Requirement –
Could you reproduce every item below word for word?

Dataset –
################
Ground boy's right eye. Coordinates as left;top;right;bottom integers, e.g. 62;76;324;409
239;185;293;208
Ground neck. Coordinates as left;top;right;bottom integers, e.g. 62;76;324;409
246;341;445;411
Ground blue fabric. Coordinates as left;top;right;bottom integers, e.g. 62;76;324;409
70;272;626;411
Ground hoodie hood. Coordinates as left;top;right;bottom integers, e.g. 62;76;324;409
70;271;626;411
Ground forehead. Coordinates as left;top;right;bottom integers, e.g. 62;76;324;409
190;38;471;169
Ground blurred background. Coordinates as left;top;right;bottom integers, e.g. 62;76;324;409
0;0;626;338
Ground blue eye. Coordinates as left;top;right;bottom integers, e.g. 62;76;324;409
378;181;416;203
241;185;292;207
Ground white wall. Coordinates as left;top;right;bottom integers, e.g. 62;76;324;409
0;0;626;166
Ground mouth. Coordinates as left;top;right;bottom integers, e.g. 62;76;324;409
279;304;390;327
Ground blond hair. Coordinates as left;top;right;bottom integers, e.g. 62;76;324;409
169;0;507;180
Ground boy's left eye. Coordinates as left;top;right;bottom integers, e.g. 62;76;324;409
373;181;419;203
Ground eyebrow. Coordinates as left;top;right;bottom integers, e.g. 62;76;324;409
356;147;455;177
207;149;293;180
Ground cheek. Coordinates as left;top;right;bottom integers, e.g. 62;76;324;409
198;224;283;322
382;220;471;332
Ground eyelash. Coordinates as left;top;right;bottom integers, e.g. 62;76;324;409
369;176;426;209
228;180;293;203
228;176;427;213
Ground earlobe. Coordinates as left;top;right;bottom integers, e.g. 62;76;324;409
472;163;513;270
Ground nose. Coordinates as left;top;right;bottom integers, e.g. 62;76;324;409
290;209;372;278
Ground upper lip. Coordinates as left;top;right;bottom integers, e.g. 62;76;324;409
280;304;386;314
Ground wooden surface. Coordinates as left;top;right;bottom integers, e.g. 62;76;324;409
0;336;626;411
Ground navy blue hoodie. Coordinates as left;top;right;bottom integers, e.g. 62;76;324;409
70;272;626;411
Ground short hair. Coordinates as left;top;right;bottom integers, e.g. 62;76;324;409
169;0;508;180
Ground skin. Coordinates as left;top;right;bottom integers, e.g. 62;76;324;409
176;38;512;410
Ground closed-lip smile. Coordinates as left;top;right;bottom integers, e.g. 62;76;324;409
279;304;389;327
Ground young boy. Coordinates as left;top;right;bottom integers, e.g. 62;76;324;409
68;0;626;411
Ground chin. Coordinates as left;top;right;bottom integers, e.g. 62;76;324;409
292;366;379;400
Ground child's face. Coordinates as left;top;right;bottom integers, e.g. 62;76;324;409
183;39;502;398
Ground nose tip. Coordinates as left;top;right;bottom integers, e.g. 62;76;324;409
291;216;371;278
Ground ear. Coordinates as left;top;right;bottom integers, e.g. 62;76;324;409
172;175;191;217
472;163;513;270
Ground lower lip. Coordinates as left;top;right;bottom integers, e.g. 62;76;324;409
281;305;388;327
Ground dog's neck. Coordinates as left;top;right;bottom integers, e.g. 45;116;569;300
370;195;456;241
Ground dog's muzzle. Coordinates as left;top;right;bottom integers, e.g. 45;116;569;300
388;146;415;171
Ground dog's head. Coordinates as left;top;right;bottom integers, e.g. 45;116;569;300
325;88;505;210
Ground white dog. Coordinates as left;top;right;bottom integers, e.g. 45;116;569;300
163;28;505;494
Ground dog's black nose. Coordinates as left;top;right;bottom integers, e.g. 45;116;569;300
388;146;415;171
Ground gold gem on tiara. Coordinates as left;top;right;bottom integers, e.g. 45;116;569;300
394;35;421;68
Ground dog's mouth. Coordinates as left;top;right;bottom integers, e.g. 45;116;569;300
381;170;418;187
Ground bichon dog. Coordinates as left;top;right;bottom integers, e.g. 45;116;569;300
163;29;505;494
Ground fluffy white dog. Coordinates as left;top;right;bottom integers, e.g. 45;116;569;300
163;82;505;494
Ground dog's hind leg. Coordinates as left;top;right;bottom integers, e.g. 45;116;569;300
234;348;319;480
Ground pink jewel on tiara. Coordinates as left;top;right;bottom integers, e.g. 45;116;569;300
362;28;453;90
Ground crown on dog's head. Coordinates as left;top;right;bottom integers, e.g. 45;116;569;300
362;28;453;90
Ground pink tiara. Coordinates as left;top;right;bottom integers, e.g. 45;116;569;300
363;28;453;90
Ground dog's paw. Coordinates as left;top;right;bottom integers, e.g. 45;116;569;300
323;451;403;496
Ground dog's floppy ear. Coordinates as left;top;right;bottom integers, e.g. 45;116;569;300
################
Complete output –
Ground boy's right eye. Coordinates as left;top;right;bottom integers, e.g. 62;76;324;409
239;185;293;208
Ground neck. Coordinates as left;top;right;bottom integers, e.g. 62;76;324;409
246;341;445;411
Ground blue fabric. Coordinates as left;top;right;bottom integers, e.g. 62;76;324;409
70;272;626;411
Ground hoodie hood. Coordinates as left;top;right;bottom integers, e.g. 62;76;324;409
70;271;626;411
Ground forehead. Coordinates as left;top;right;bottom integers, e.g. 62;76;324;409
190;38;471;169
Ground blurred background. Coordinates as left;top;right;bottom integers, e.g. 62;76;324;409
0;0;626;338
Ground blue eye. Coordinates as left;top;right;bottom integers, e.g. 62;76;324;409
378;181;416;203
241;185;292;207
Ground white wall. Coordinates as left;top;right;bottom integers, e.g. 62;76;324;409
0;0;626;166
Ground mouth. Coordinates as left;top;right;bottom integers, e.g. 62;76;324;409
279;304;390;327
Ground blond hair. Coordinates as left;top;right;bottom integers, e.g. 62;76;324;409
169;0;507;180
Ground boy's left eye. Coordinates as left;top;right;bottom integers, e.g. 62;76;324;409
373;181;419;203
Ground eyebrow. Coordinates as left;top;right;bottom integers, e.g. 62;76;324;409
356;147;455;177
207;149;293;180
Ground cheek. Coordinates as left;top;right;bottom integers, e.g. 62;76;324;409
198;224;283;322
382;220;471;332
Ground eyelash. Coordinates as left;top;right;bottom integers, e.g. 62;76;324;409
369;176;426;209
228;180;293;203
228;176;427;213
Ground earlobe. Coordinates as left;top;right;bottom integers, e.g. 62;76;324;409
472;163;513;270
Ground nose. Coordinates as left;top;right;bottom integers, e.g. 62;76;324;409
290;209;372;278
Ground upper lip. Coordinates as left;top;right;bottom integers, e.g. 62;76;324;409
280;304;386;314
Ground wooden surface. Coordinates as left;top;right;bottom integers, e.g. 62;76;324;409
0;336;626;411
Ground navy blue hoodie. Coordinates as left;top;right;bottom integers, e.g. 62;76;324;409
70;272;626;411
Ground short hair. Coordinates as left;top;right;bottom integers, e.g. 62;76;324;409
169;0;508;180
Ground skin. Coordinates as left;top;right;bottom integers, e.g. 62;76;324;409
176;38;512;410
Ground closed-lip smile. Coordinates as left;top;right;bottom integers, e.g. 62;76;324;409
279;304;389;327
Ground young boy. Coordinates as left;top;right;bottom integers, e.g. 62;76;324;409
68;0;626;411
Ground chin. Coordinates as left;top;right;bottom integers, e.g. 62;76;324;409
292;366;379;400
Ground child's face. Coordinates as left;top;right;bottom integers, e.g. 62;76;324;409
183;39;502;398
Ground nose tip. Coordinates as left;top;right;bottom integers, e.g. 62;76;324;409
291;216;371;278
Ground ear. Coordinates as left;top;right;bottom integers, e.g. 62;76;324;409
172;175;191;217
472;163;513;270
Ground lower lip. Coordinates as left;top;right;bottom integers, e.g. 62;76;324;409
281;305;388;327
Ground dog's neck. Coordinates as left;top;right;bottom integers, e.g. 45;116;569;300
370;195;456;241
Ground dog's muzzle. Coordinates as left;top;right;bottom integers, e.g. 45;116;569;300
388;146;415;171
Ground dog's head. Coordinates as left;top;right;bottom integers, e.g. 45;116;569;300
325;88;505;210
Ground white dog. Coordinates as left;top;right;bottom integers, e.g. 45;116;569;300
163;28;505;494
Ground dog's black nose. Coordinates as left;top;right;bottom integers, e.g. 45;116;569;300
388;146;415;171
Ground gold gem on tiara. Coordinates as left;top;right;bottom integers, e.g. 45;116;569;300
394;35;421;68
Ground dog's mouth. Coordinates as left;top;right;bottom integers, e.g. 45;116;569;300
381;170;418;187
Ground bichon dog. Coordinates as left;top;right;bottom integers, e.g. 45;116;569;300
163;29;505;494
Ground fluffy white dog. Coordinates as left;top;right;bottom integers, e.g. 45;116;569;300
163;82;505;494
Ground dog's hind leg. Coordinates as left;top;right;bottom integers, e.g. 45;116;569;300
234;348;319;480
Ground pink jewel on tiara. Coordinates as left;top;right;bottom integers, e.g. 45;116;569;300
362;28;453;90
Ground crown on dog's head. Coordinates as left;top;right;bottom integers, e.g. 45;116;569;300
362;28;453;90
Ground pink tiara. Coordinates as left;top;right;bottom integers, e.g. 45;116;569;300
363;28;453;90
Ground dog's paw. Coordinates as left;top;right;bottom integers, e.g. 45;116;569;300
323;451;403;496
Ground dog's floppy ear. Coordinates as left;top;right;bottom integers, e.g. 45;116;569;300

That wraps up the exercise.